- **Task directions**:
Please copy word for word only the lines of the records from the one containing "Can you see the distant forest" down to the one containing "column 1246, row 241", including both of those lines.

--- Begin Available data ---

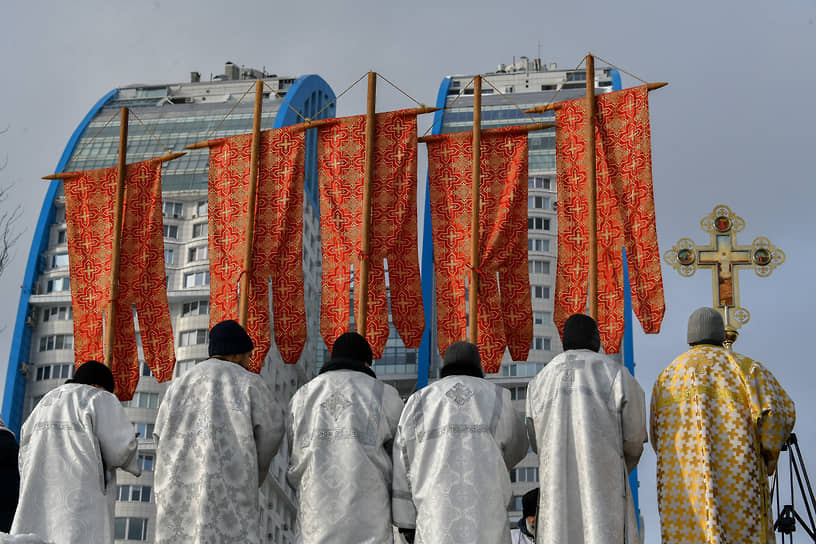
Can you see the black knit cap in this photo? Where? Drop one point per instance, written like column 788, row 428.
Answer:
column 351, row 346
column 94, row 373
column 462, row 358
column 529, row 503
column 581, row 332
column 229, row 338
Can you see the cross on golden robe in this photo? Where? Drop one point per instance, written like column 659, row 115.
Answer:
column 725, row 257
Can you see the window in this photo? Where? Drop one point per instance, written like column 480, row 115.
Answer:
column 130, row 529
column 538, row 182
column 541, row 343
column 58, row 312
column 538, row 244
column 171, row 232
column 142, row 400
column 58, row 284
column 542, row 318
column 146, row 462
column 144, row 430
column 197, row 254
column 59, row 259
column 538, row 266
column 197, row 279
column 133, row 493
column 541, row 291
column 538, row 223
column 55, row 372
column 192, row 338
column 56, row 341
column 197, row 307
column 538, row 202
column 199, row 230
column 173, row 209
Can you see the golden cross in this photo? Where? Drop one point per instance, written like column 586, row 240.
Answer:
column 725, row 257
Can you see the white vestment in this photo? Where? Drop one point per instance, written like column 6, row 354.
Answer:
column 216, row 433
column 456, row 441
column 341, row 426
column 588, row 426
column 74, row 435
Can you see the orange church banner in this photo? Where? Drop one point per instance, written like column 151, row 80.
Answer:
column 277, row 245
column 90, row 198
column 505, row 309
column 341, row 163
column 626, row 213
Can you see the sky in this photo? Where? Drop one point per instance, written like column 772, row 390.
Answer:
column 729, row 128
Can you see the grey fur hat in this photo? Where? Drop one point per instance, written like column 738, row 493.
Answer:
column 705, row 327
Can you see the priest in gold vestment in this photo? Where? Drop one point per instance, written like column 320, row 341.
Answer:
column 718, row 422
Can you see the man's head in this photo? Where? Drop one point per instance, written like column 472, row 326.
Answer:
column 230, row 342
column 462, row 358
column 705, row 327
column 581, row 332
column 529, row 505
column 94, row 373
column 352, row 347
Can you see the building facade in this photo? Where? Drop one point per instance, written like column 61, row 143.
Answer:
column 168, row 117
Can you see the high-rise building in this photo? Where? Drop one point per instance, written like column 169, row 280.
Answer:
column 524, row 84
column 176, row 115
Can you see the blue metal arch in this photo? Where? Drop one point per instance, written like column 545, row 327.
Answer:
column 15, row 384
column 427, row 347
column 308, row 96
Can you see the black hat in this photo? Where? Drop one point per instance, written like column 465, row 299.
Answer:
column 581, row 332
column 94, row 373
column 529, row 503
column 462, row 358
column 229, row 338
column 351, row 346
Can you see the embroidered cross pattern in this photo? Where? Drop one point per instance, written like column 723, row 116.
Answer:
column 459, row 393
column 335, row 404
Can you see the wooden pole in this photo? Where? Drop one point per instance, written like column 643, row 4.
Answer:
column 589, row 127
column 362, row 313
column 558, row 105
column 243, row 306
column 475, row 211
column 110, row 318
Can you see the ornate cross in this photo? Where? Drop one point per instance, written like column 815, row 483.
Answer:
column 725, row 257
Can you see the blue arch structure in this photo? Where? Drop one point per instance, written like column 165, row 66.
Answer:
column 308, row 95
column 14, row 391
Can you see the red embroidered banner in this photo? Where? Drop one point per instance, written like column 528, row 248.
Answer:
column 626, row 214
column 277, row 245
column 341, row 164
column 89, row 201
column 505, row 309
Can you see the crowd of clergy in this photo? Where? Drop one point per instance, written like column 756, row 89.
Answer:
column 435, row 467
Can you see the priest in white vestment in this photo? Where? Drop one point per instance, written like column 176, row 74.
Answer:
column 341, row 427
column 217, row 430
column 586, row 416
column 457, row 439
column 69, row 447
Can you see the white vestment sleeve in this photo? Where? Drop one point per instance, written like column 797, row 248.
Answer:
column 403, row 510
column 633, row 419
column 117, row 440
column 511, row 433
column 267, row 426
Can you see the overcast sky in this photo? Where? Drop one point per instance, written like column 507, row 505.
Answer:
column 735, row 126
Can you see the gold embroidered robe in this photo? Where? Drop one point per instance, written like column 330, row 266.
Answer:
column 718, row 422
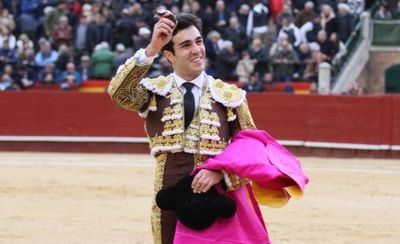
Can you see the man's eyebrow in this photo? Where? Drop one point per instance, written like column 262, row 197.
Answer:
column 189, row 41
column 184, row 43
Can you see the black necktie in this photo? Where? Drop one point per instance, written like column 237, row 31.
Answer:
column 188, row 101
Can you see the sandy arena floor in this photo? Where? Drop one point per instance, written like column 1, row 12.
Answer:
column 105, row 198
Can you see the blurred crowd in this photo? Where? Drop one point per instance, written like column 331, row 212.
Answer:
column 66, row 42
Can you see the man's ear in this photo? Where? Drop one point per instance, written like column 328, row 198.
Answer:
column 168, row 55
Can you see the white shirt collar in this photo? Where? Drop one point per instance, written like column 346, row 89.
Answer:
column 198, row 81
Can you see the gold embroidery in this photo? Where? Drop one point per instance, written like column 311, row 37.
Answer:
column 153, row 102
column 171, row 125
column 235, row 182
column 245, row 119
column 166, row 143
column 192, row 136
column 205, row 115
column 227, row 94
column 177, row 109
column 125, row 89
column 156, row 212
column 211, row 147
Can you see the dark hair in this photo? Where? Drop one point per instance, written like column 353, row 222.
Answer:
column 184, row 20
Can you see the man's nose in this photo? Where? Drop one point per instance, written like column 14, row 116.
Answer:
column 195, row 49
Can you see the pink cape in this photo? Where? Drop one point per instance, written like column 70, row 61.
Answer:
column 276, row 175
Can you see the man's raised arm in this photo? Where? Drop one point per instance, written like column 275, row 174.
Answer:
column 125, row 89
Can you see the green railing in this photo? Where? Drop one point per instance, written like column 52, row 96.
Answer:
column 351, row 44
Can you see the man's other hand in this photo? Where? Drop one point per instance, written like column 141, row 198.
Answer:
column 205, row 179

--- End Available data ---
--- Begin Available data ---

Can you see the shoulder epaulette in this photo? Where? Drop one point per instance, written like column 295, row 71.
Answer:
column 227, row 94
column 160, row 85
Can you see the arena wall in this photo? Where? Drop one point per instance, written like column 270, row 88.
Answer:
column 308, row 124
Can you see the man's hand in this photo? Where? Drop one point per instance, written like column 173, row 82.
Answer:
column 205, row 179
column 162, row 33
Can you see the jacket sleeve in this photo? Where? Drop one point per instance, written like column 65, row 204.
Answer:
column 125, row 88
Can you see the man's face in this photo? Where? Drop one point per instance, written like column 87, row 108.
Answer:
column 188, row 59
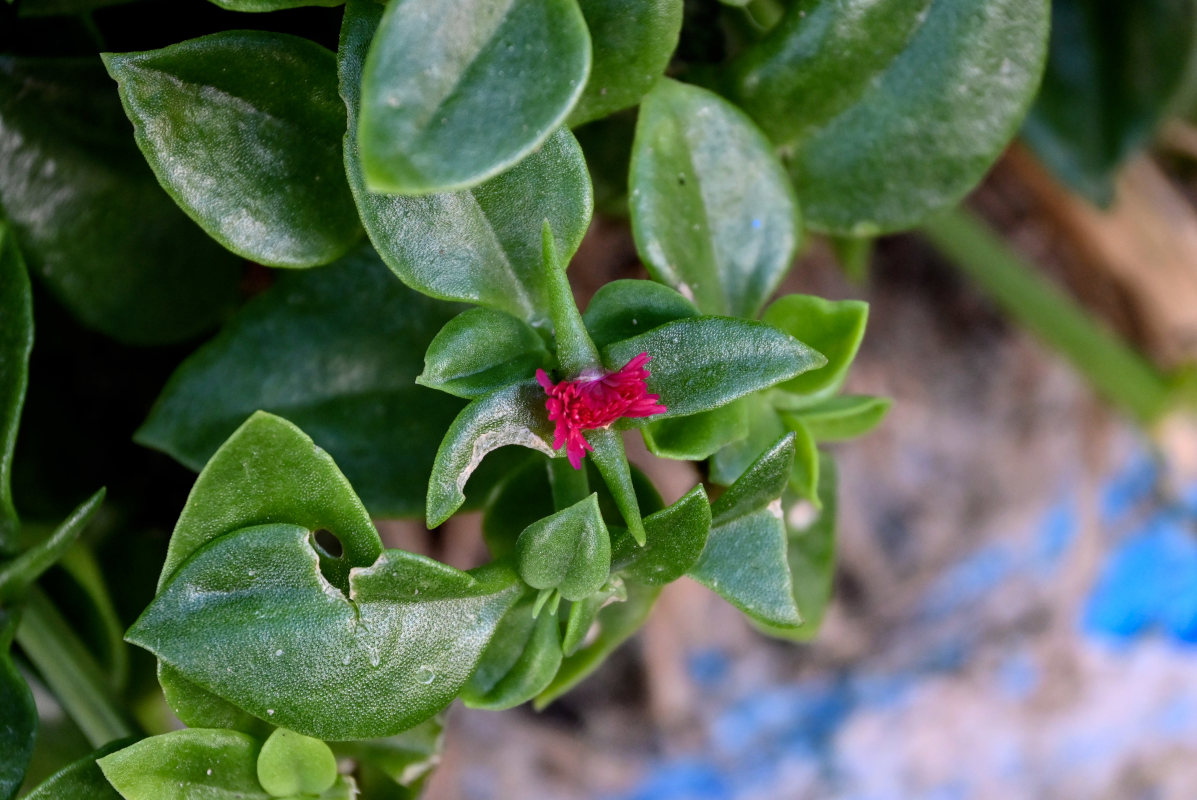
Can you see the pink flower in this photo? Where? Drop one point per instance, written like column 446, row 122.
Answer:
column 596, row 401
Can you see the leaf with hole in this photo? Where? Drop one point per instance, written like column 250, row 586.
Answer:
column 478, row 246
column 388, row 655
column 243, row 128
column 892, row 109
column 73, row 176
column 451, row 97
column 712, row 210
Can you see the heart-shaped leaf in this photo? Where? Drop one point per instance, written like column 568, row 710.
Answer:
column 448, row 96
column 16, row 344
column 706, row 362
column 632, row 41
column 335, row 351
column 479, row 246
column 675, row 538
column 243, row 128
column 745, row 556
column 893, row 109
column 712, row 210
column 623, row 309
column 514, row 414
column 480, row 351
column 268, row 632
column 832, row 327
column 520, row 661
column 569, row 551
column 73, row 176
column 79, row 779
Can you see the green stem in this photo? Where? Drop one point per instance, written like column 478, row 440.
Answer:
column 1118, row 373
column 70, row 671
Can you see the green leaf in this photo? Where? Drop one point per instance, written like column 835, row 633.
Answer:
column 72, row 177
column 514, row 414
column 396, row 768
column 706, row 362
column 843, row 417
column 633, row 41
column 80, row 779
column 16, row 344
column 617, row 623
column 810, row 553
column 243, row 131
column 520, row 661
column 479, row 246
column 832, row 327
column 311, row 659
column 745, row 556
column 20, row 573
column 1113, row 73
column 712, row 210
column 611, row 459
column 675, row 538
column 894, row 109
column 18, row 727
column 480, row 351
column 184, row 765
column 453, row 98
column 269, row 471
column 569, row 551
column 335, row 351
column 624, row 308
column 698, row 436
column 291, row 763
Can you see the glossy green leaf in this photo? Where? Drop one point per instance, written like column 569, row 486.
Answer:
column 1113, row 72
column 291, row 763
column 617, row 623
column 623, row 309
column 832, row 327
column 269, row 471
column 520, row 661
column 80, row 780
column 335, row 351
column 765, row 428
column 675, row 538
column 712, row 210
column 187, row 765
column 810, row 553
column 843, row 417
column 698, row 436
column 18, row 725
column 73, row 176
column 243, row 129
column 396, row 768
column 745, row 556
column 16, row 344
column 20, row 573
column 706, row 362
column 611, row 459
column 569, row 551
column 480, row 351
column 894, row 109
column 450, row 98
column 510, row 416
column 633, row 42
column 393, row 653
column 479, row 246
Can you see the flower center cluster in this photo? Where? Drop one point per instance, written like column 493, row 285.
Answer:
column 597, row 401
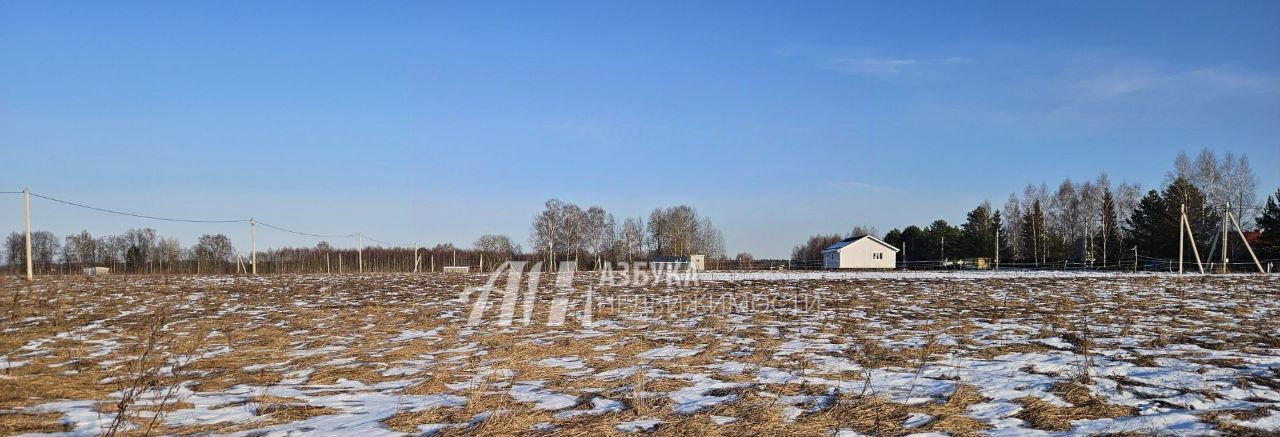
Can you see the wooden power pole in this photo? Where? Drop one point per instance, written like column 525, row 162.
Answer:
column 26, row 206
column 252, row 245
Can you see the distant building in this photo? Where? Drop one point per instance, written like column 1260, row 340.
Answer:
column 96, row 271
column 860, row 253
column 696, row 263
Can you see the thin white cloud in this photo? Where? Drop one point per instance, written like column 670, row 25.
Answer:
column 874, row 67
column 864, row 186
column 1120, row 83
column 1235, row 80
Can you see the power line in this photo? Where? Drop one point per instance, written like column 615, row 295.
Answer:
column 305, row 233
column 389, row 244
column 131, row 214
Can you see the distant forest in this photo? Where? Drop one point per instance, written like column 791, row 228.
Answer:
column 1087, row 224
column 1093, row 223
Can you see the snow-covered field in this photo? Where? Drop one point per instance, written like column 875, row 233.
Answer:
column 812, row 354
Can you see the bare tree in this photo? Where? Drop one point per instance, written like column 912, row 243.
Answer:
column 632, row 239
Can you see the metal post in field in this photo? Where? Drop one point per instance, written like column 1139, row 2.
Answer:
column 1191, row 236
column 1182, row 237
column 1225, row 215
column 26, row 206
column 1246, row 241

--- End Available data ---

- **Expected answer**:
Can you see the distant forest in this photo? Where? Drop one point per instance, written like column 791, row 228.
Answer:
column 1087, row 224
column 1093, row 223
Can you see the snow-covered field in this photo? Where? Drop one point per instance, written like column 875, row 233.
Answer:
column 812, row 354
Can you see the bare tree in this photo? Where? Drop one point per instance, written like column 912, row 243.
Answer:
column 632, row 239
Can you see the metal post in field in this photo? Where? Drop one point per instance, written like column 1139, row 2.
Answer:
column 1191, row 236
column 1182, row 237
column 1225, row 215
column 26, row 206
column 1246, row 241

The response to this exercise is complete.